TASK STATEMENT :: Reproduce the records from their beginning through the line containing "point(991, 245)", inclusive. Keep each request and its sample point unchanged, but multiply every coordinate in the answer points by 0.75 and round each result to the nearest whole number, with halves rounded up.

[Position identification records]

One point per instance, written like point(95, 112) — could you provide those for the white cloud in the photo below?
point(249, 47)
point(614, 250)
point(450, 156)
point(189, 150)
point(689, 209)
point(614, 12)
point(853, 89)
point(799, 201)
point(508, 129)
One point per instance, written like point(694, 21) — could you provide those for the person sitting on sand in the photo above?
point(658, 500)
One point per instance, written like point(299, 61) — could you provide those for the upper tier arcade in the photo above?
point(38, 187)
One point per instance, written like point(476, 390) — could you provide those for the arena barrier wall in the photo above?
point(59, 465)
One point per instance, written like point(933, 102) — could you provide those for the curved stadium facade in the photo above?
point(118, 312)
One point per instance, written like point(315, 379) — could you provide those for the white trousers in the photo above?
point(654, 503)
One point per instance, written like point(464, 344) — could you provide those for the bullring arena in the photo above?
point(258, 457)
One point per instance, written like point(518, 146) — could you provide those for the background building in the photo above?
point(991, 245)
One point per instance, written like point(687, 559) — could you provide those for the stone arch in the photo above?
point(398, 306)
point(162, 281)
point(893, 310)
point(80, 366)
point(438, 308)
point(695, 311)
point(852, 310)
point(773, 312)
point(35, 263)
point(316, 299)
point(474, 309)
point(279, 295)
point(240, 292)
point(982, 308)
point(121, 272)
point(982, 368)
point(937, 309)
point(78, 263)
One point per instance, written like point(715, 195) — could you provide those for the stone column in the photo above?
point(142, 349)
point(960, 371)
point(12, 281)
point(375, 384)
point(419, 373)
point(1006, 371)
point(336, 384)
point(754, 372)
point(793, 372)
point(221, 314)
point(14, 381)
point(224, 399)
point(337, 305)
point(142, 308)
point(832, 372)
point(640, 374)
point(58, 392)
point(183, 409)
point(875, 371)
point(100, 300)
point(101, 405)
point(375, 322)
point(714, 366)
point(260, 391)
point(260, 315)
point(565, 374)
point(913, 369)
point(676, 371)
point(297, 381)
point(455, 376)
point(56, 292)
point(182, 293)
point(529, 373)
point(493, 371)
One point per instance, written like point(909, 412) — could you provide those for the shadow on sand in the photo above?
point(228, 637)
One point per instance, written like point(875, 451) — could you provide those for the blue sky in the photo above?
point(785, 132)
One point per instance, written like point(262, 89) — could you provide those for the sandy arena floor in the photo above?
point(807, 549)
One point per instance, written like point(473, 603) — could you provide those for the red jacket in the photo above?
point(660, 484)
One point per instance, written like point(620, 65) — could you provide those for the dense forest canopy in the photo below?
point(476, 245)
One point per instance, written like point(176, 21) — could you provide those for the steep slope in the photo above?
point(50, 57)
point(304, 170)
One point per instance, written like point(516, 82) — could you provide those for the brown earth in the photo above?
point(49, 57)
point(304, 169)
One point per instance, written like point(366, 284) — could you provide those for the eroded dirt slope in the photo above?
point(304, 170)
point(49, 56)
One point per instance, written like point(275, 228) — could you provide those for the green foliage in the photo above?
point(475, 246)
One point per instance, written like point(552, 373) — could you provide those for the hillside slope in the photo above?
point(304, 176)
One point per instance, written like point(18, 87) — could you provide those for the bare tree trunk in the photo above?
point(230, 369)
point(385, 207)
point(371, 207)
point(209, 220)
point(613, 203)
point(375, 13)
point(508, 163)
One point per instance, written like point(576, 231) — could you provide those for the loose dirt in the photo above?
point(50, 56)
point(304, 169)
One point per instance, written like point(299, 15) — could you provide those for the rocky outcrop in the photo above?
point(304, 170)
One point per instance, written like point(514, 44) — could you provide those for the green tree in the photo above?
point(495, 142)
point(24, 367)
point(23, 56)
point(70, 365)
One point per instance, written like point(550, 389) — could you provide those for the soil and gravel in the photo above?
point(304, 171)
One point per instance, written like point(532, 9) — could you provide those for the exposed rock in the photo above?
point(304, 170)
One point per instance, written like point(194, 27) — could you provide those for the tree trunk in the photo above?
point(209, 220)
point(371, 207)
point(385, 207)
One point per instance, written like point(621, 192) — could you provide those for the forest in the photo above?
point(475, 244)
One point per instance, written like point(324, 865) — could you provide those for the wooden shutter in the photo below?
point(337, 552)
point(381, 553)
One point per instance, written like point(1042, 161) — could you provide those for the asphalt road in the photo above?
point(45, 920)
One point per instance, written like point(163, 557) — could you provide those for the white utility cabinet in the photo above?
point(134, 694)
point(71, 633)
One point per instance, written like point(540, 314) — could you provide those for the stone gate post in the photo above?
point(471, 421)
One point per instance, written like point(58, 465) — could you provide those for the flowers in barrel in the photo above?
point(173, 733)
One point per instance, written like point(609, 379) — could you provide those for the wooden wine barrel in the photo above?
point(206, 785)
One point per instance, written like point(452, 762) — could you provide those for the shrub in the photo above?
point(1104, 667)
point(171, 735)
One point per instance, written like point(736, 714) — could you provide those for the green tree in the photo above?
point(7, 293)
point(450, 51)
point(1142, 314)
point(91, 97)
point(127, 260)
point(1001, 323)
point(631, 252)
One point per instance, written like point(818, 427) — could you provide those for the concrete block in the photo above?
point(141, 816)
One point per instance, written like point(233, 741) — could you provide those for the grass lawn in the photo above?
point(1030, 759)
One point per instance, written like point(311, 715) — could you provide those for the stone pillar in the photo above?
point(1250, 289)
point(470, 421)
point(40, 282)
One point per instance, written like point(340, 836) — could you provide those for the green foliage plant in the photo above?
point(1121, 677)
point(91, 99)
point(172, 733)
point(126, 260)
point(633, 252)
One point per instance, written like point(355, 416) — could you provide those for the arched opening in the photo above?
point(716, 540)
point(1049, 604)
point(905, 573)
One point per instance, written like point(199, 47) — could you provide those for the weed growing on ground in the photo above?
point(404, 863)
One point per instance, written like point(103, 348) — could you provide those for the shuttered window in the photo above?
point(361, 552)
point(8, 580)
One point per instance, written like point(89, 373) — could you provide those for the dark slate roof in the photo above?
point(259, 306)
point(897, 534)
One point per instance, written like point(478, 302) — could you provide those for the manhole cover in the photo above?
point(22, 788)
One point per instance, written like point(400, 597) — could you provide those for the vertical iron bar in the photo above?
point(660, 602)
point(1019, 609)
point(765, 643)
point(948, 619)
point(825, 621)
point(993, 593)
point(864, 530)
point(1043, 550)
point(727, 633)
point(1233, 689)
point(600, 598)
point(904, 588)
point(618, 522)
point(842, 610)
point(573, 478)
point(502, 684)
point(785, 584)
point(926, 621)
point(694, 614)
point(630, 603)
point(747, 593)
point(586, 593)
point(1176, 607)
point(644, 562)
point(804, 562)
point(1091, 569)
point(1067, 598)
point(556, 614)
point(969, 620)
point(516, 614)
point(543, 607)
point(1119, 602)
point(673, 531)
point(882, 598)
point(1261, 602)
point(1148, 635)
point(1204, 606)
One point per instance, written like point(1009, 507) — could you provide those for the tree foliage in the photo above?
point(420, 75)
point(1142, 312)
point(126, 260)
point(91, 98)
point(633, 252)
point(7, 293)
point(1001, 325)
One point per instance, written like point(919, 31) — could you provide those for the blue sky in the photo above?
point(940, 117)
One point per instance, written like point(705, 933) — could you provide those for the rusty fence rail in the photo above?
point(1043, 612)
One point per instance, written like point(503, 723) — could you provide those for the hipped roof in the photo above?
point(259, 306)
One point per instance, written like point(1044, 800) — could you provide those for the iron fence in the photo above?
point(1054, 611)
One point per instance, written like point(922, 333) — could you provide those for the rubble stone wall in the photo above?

COMPLETE RESPONSE ::
One point per instance, written like point(95, 112) — could you provide those for the white cloud in the photo below?
point(187, 35)
point(461, 188)
point(338, 117)
point(142, 113)
point(517, 157)
point(461, 9)
point(640, 67)
point(599, 151)
point(381, 97)
One point per instance, written like point(694, 21) — could you provide those for the person sitting on sand in the photo above?
point(494, 375)
One point per instance, written like point(299, 61) — could you provide those for the upper tier arcade in the photo above?
point(29, 140)
One point per instance, written like point(476, 390) — could you provide those for the arena barrier wall in the photo above?
point(44, 349)
One point per instance, written like point(933, 102) — could you provide those for the curved stadium facade in the photo above?
point(89, 234)
One point per instance, written like point(315, 379) — could you provide those for the white trousers in the photo above?
point(491, 377)
One point per instance, written like point(464, 344) — could you provide those for the bullring arena in the photo above?
point(194, 343)
One point per instance, written like point(518, 146) — could you provide those for the background building in the photo above?
point(743, 184)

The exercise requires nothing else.